**PROBLEM DETAILS**. Gather every line in the entries below that contains the string "texture". Case counts, so copy only lines where the letters match in case.

**ENTRIES SUPPLIED**.
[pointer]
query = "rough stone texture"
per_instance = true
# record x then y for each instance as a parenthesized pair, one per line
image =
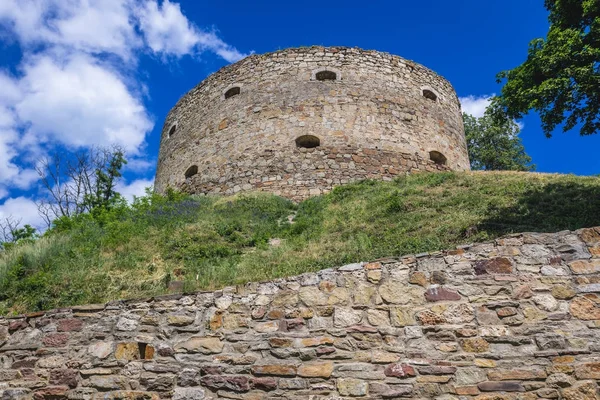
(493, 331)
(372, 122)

==

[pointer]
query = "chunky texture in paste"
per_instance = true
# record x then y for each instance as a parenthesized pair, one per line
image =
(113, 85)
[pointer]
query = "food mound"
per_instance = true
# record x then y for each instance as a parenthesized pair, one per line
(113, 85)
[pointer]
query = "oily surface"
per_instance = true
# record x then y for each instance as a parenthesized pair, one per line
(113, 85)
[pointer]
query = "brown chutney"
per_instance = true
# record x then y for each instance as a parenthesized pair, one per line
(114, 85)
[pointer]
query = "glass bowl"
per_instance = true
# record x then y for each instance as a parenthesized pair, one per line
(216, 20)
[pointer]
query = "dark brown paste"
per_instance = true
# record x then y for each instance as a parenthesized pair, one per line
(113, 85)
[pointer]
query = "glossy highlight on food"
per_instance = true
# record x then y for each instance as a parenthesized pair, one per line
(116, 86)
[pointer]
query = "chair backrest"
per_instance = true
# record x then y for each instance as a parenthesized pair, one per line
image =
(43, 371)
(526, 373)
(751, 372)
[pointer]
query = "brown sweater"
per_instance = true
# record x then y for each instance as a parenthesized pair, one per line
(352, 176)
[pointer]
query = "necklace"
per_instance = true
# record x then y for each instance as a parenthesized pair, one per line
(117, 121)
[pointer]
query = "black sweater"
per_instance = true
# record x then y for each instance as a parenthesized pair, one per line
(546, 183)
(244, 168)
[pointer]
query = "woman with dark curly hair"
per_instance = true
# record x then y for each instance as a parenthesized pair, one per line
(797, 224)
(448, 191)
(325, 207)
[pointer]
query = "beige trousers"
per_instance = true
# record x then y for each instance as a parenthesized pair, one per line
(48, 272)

**OUTPUT FOR THIS TASK**.
query = "rough stone texture"
query = "chunky texture in paste"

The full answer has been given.